作業目標 A:
引用文で古代仏教の遺址とされているティラーの名称を、漏れなく列挙せよ。
作業目標 B:
次の記述(i)〜(iii)が引用文と一致するか判定せよ。各項目について「はい」または「いいえ」で答え、判定の根拠となる引用文の語句をそのまま引くこと。(i) 伽藍は二十余箇所、僧侶は二千余人である。(ii) 三つの仏塔はウパグプタ尊者が建立した。(iii) 石室に積まれた数取りの串の長さは四寸である。
作業目標 C:
引用文のうち、「玄奘三蔵の『大唐西域記』の「秣莵羅國」には次のように記されている。」を含む箇所から始めて「れ、そのことを顕彰している。」の直後で終わる範囲を、一字一句違えずに引用せよ。
#### 引用文
商那和修は摩突羅の地に布教せりとす。現在、彼の弟子の優婆麹多の伽藍は遺存するも、彼の寺院址は明らかならず。現在のMuttra 市の南部にはサブタルシン・ティラー(tilaaはヒンズー語にて丘塚の意)とドウルヴ・ティラーあり。西部にはカンカリー・ティラー。西北部にはチャウラーシ・ティラー。マハーヴィドヤー・ティラー。アンバリーカ・ティラー等あり。何れも古代仏教の遺址なり。
玄奘三蔵の『大唐西域記』の「秣莵羅國」には次のように記されている。
マトゥラー国の周囲は五千余里であり、国の中心市街地は二〇余里に及んでいる。・・・・・・・伽藍は二十余箇所、僧侶は二千余人である。大乗と小乗の仏教を兼学する者が多い。通俗神を祀る祠が五箇所あって、そこにはそれぞれの修行を励むものがいる。また三つの仏塔があるが、これらは全てアショーカ王が建立したものである。また過去四仏の遺跡がかなり多く見られ、釈迦如来の弟子の遺骨を祀る仏塔も見られる。それらはシャーリープトラ、モッガラーナ、プールナマイトラーヤニプッタ、ウパーリ、アーナンダ、ラーフラ、マンジュシュリ等の弟子や菩薩のものである。・・・・・街の中心から東に五〜六里行った所に一つの山の伽藍に至る。そこは崖を抉って居室となし、谷にそって門をかたどっている。これはウパグプタ尊者が建てたものである。またそこにはブツダの爪の仏塔がある。伽藍の北側の岩の間にも石室がある。高さは二十余尺、広さは三十余尺である。その石室の中には長さ四寸の細い数取りの串が積み上げられている。ウパグプタ尊者が説法し,夫妻を教え導いて、夫婦共に無学の道を覚った場合は一つの数取り串を石室に投げ入れたのである。覚りを開いた者は、随分いたが、夫婦でなかったり、他の部族出身者などは一々数え切れない。石室の東南へ二十四〜五里ほどの所に大きな涸れ池があり、その傍らに仏塔が建てられている。むかしブツダがここを通りかかったとき、猿が蜜をブツダに差し上げたので、ブツダはそれに水を加えて大勢の弟子たちに飲ませた。その様子を見た猿は喜びすぎて穴に落ちて死んだが、その功徳によって人間に生まれる事ができた。池の北側であまり遠くない所に大きな林があり、そこは過去の四仏がむかし経行(坐禅の合間に静かに歩すること)された遺跡があり、その側にはシャーリープトラ、モッガラーナ等千二百五十人の阿羅漢果を得た仏弟子が坐禅修行した場所があり、そこには仏塔が建てられ、そのことを顕彰している。
########
#### 抽出情報
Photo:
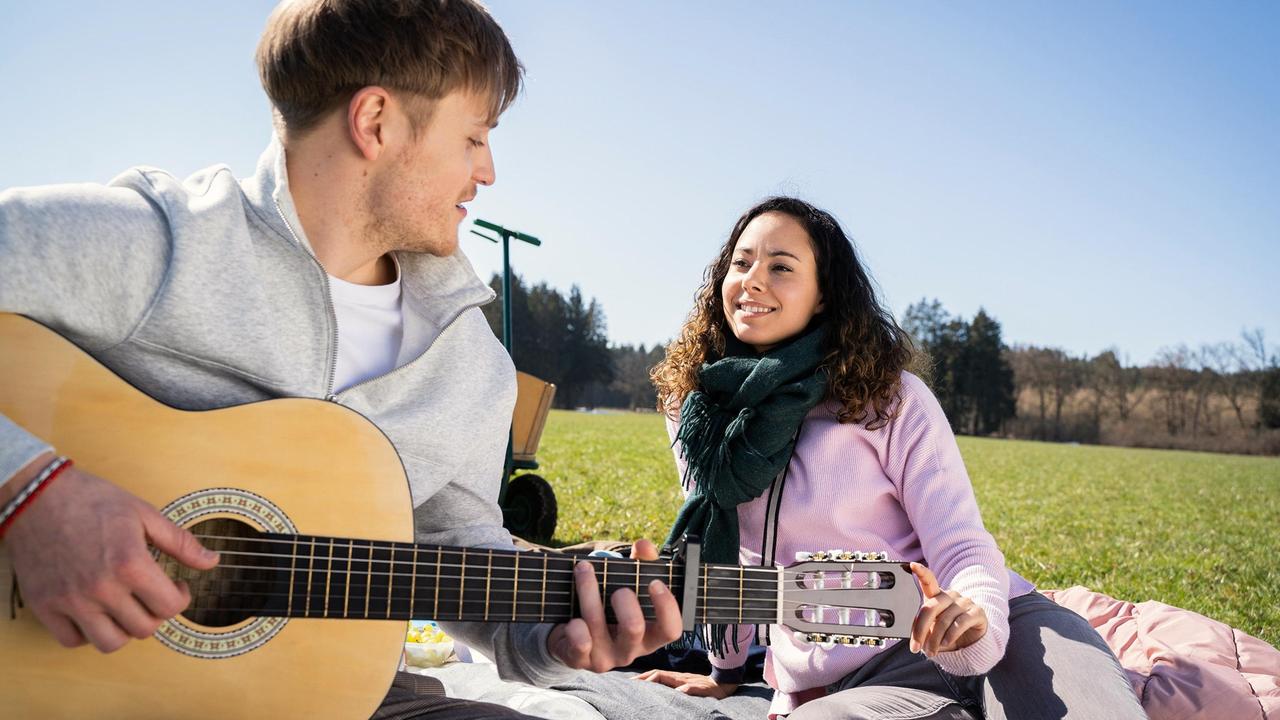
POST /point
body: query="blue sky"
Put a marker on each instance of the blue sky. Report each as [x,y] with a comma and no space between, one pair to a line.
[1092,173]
########
#### 抽出情報
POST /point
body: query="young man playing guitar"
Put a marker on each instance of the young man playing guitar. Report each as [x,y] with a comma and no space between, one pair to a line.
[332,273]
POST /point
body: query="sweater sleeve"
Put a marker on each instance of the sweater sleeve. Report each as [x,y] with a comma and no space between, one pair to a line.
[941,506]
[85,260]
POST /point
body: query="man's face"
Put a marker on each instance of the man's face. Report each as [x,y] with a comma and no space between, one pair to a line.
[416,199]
########
解答記述 A:
サブタルシン・ティラー、ドウルヴ・ティラー、カンカリー・ティラー、チャウラーシ・ティラー、マハーヴィドヤー・ティラー、アンバリーカ・ティラー

解答記述 B:
(i) はい。「伽藍は二十余箇所、僧侶は二千余人である。」
(ii) いいえ。「また三つの仏塔があるが、これらは全てアショーカ王が建立したものである。」
(iii) はい。「その石室の中には長さ四寸の細い数取りの串が積み上げられている。」

解答記述 C:
玄奘三蔵の『大唐西域記』の「秣莵羅國」には次のように記されている。
マトゥラー国の周囲は五千余里であり、国の中心市街地は二〇余里に及んでいる。・・・・・・・伽藍は二十余箇所、僧侶は二千余人である。大乗と小乗の仏教を兼学する者が多い。通俗神を祀る祠が五箇所あって、そこにはそれぞれの修行を励むものがいる。また三つの仏塔があるが、これらは全てアショーカ王が建立したものである。また過去四仏の遺跡がかなり多く見られ、釈迦如来の弟子の遺骨を祀る仏塔も見られる。それらはシャーリープトラ、モッガラーナ、プールナマイトラーヤニプッタ、ウパーリ、アーナンダ、ラーフラ、マンジュシュリ等の弟子や菩薩のものである。・・・・・街の中心から東に五〜六里行った所に一つの山の伽藍に至る。そこは崖を抉って居室となし、谷にそって門をかたどっている。これはウパグプタ尊者が建てたものである。またそこにはブツダの爪の仏塔がある。伽藍の北側の岩の間にも石室がある。高さは二十余尺、広さは三十余尺である。その石室の中には長さ四寸の細い数取りの串が積み上げられている。ウパグプタ尊者が説法し,夫妻を教え導いて、夫婦共に無学の道を覚った場合は一つの数取り串を石室に投げ入れたのである。覚りを開いた者は、随分いたが、夫婦でなかったり、他の部族出身者などは一々数え切れない。石室の東南へ二十四〜五里ほどの所に大きな涸れ池があり、その傍らに仏塔が建てられている。むかしブツダがここを通りかかったとき、猿が蜜をブツダに差し上げたので、ブツダはそれに水を加えて大勢の弟子たちに飲ませた。その様子を見た猿は喜びすぎて穴に落ちて死んだが、その功徳によって人間に生まれる事ができた。池の北側であまり遠くない所に大きな林があり、そこは過去の四仏がむかし経行(坐禅の合間に静かに歩すること)された遺跡があり、その側にはシャーリープトラ、モッガラーナ等千二百五十人の阿羅漢果を得た仏弟子が坐禅修行した場所があり、そこには仏塔が建てられ、そのことを顕彰している。